§ **Exercise materials**:
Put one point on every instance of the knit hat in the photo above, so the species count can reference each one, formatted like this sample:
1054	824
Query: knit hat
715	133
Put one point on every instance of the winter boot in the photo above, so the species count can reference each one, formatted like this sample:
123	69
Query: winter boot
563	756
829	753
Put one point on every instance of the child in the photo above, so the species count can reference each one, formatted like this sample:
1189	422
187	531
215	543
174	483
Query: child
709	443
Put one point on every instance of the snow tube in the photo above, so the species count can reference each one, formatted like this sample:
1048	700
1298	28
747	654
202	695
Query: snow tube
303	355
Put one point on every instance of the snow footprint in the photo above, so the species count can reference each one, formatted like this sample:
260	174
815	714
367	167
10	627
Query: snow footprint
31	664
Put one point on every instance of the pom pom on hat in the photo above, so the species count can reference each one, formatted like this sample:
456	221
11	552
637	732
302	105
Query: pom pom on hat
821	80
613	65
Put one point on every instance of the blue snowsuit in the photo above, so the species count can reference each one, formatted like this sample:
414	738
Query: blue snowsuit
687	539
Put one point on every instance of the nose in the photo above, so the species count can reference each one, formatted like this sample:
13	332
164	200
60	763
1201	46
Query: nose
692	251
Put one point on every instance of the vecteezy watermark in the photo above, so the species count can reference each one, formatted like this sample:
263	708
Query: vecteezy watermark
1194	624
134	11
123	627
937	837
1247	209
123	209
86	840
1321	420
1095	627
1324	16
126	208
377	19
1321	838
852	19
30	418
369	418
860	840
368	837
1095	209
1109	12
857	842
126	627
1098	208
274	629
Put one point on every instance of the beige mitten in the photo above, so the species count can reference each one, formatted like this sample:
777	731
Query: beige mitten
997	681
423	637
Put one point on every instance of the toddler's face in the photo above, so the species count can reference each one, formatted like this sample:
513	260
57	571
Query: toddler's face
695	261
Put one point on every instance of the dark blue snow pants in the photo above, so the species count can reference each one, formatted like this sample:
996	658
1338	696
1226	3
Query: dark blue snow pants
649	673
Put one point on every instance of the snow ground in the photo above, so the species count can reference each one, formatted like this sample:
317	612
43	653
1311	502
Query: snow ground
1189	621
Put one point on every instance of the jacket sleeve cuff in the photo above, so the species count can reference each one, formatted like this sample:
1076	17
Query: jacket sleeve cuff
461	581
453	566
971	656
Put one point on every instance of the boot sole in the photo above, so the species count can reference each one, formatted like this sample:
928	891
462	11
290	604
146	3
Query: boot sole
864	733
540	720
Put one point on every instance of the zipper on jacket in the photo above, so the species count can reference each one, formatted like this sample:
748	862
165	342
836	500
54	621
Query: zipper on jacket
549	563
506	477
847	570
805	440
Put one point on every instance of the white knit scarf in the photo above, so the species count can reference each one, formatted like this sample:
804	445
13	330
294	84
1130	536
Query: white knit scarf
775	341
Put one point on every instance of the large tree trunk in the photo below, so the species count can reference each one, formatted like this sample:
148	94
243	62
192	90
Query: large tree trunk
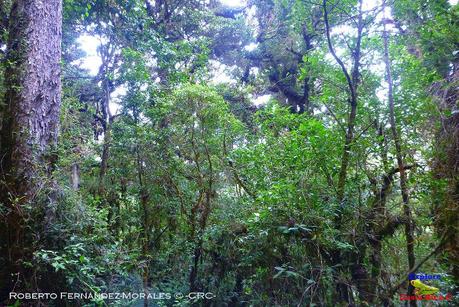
30	119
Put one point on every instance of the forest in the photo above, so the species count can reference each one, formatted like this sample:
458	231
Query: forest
229	153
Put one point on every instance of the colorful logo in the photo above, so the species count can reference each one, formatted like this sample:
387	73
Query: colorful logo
423	289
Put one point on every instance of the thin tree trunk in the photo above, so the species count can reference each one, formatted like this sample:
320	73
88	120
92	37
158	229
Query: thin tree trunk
409	227
343	290
30	124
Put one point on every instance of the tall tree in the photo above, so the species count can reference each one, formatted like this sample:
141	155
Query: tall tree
409	227
30	120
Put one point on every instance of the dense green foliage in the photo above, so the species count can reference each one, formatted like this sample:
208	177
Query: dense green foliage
172	180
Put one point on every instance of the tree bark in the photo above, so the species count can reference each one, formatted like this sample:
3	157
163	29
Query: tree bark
30	119
409	227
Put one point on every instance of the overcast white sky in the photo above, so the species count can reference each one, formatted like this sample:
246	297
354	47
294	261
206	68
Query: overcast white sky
92	60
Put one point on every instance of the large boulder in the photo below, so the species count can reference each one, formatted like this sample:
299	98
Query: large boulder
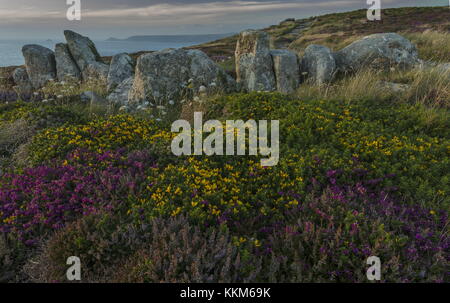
96	71
66	68
40	64
119	95
120	69
380	51
286	69
165	75
86	56
318	64
23	84
254	65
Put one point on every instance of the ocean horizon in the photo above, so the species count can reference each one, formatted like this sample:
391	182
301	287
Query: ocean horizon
11	50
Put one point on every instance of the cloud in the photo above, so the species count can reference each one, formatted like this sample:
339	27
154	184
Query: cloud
172	9
214	8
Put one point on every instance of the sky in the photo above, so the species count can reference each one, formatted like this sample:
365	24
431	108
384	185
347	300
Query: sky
101	19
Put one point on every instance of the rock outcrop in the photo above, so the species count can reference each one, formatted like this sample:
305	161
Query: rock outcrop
254	67
86	56
163	76
23	84
380	51
40	64
318	64
119	95
66	68
286	70
120	69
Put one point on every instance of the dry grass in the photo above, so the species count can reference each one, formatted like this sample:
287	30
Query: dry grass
429	86
432	45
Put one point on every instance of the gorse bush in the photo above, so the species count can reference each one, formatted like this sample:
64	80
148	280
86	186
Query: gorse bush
355	179
123	131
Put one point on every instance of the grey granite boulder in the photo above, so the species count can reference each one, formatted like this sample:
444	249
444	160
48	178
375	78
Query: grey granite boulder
168	74
86	56
96	71
379	51
120	94
23	83
254	65
66	68
286	69
120	69
40	64
318	64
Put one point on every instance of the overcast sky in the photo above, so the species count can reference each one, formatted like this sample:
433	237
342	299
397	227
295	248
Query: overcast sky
46	19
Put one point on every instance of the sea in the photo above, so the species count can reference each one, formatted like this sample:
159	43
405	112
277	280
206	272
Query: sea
11	50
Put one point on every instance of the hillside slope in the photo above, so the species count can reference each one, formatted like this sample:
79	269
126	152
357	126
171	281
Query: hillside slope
339	29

§ **What you will do**:
Every line of the data above should be quoted exactly. Omit the pictures.

§ **Expected answer**:
Put one point on every instance of the knit hat in the photo above, so the species count can reference each one, formatted like this sample:
1054	824
Query: knit hat
715	133
Put one point on every instance of the winter boot in the photo above, so the species count can reference each one, formatted like this sample:
123	69
Query: winter boot
563	756
829	753
Put one point on every instance of the child in the photo above, so the species count can reference each one, formatted like this sample:
1189	422
187	531
215	543
174	483
Query: child
709	443
Put one point on every instance of the snow tube in the photo above, so the species count can reference each one, formatted like this sample:
1048	700
1298	28
747	654
202	695
Query: snow tube
303	355
Put one point on every instance of the snow footprint in the photo above, so the species count can reference each one, formatted like this sample:
260	174
815	714
367	167
10	627
Query: snow footprint
31	664
Put one point on every instance of the pom pom on hat in the photo above, so the species count can reference each one, formatted like this sample:
456	221
11	552
637	732
302	105
Query: pom pom on hat
821	80
613	65
Put one point on every instance of the blue snowsuit in the photo above, so the species count can reference each one, formatted like this sample:
414	738
Query: blue snowsuit
687	539
Put one point on every instance of the nose in the photo above, so the species count can reference each one, formatted like this sample:
13	332
164	200
60	763
1201	46
Query: nose
692	251
Put one point on every instance of the vecteezy watermark in the photo above, so the species count can reference each one, formatted like this sample:
263	708
Query: vecteezy watermark
1194	624
134	11
123	627
937	837
1247	209
123	209
86	840
1321	420
1095	627
1324	16
126	208
377	19
1321	838
852	19
30	418
369	418
860	840
368	837
1095	209
1109	12
857	842
126	627
1098	208
274	629
Put one point on every instance of the beige mitten in the photo above, so the species count can reference each one, formatted like this sample:
777	731
Query: beige mitten
997	681
423	637
Put one point on every instance of the toddler's face in the photo above, so the species count can reference each one, formatted like this sample:
513	260
57	571
Query: toddler's face
695	261
Put one point on every instance of the dark blue snow pants in the photo above, so the species count can reference each one, formatted like this sample:
996	658
1338	696
1226	3
Query: dark blue snow pants
649	673
Put one point on every instance of the snow ground in the photo above, so the species count can reference each one, formatted like this sample:
317	612
43	653
1311	502
Query: snow ground
1189	621
Put one point on every instance of the jacket sleeve cuff in the photo above, so the species count can reference each one, formatted like this sample:
1076	17
Query: jacket sleeve cuff
461	581
453	566
971	656
Put one point on every instance of the boot sole in the photo above, so the species count can reference each one, formatted like this sample:
928	891
462	11
290	604
146	3
Query: boot sole
864	733
540	720
Put one point on every instance of the zipper on jacket in the photo above, so the species count can reference each one, formatted like this sample:
748	862
165	342
836	500
54	621
Query: zipper on jacket
549	563
506	477
847	570
805	440
Put one point on every instance of the white knit scarf in the photo above, so the species count can reference each one, formatted like this sample:
804	445
13	330
294	84
1130	536
Query: white knit scarf
775	341
Put one point on every instance of the large tree trunk in the photo below, so the species count can reference each one, formatted like this sample:
148	94
243	62
192	90
Query: large tree trunk
30	119
Put one point on every instance of the forest in the photo above, so the species count can reference each one, formatted like this sample:
458	231
Query: forest
229	153
Put one point on every instance of the colorful logo in the photo above, so the species count can reference each one, formatted like this sample:
387	73
Query: colorful logo
423	289
Put one point on every instance of the thin tree trunk in the photo above, so the species count can reference each one, formatted like this sample:
320	73
88	120
92	37
158	229
Query: thin tree trunk
409	227
343	290
30	124
Put one point on every instance of the tall tree in the photo above, so the species count can reference each one, formatted like this sample:
141	155
Query: tall tree
409	227
30	120
Put one point on every instance of the dense green foliage in the photo above, so the species count can reference each one, formatted like this sample:
208	177
Query: dense green foliage
172	180
Put one point on every instance of the tree bark in the photo above, so the species count can reference each one, formatted like this sample:
3	157
163	29
Query: tree bark
30	119
409	227
Put one point on every instance of the overcast white sky in the photo above, so the species count can reference each one, formatted like this sample:
246	297
354	47
294	261
206	68
Query: overcast white sky
92	60
Put one point on every instance of the large boulder in the photo below, so the species count can reference each one, formatted like this sample:
299	98
Query: large boulder
96	71
66	68
40	64
119	95
120	69
380	51
286	69
165	75
86	56
318	64
23	84
254	65
Put one point on every instance of the ocean horizon in the photo above, so the species count can reference each one, formatted like this sample:
391	182
301	287
Query: ocean horizon
11	50
Put one point on every instance of the cloud in the photo above, so the species count can reference each one, formatted like this sample:
339	27
154	184
Query: cloud
172	9
214	8
Put one point on every instance of the sky in the photo above, so the species count can reference each one, formatted like this sample:
365	24
431	108
384	185
347	300
Query: sky
101	19
Put one point on every instance of the rock outcrop in the photo above, so the species count can reference each one, formatted like this sample:
305	161
Query: rock outcrop
254	67
86	56
163	76
23	84
380	51
40	64
318	64
119	95
66	68
286	70
120	69
Put one point on every instance of the dry grass in the photo above, so the species count can reference each one, formatted like this sample:
287	30
Query: dry grass
429	86
432	45
Put one point on every instance of the gorse bush in the photo above, so the species count can reference each one, formatted like this sample:
64	80
148	280
86	186
Query: gorse bush
355	179
123	131
Put one point on every instance of the grey granite boulder in the photo above, so the species count can reference each one, formatted like this sample:
444	249
444	160
48	178
375	78
Query: grey granite boulder
168	74
86	56
96	71
379	51
120	94
23	83
254	65
66	68
286	69
120	69
40	64
318	64
Put one point on every instance of the overcast sky in the photo above, so the species count can reference each one, formatted like this sample:
433	237
342	299
397	227
295	248
Query: overcast sky
46	19
Put one point on every instance of the sea in the photo above, so the species count can reference each one, formatted like this sample:
159	43
405	112
277	280
206	272
Query: sea
11	50
Put one point on every instance of the hillside slope in the photo above, so the species count can reference each one, formatted like this sample:
79	269
126	152
357	126
171	281
Query: hillside slope
339	29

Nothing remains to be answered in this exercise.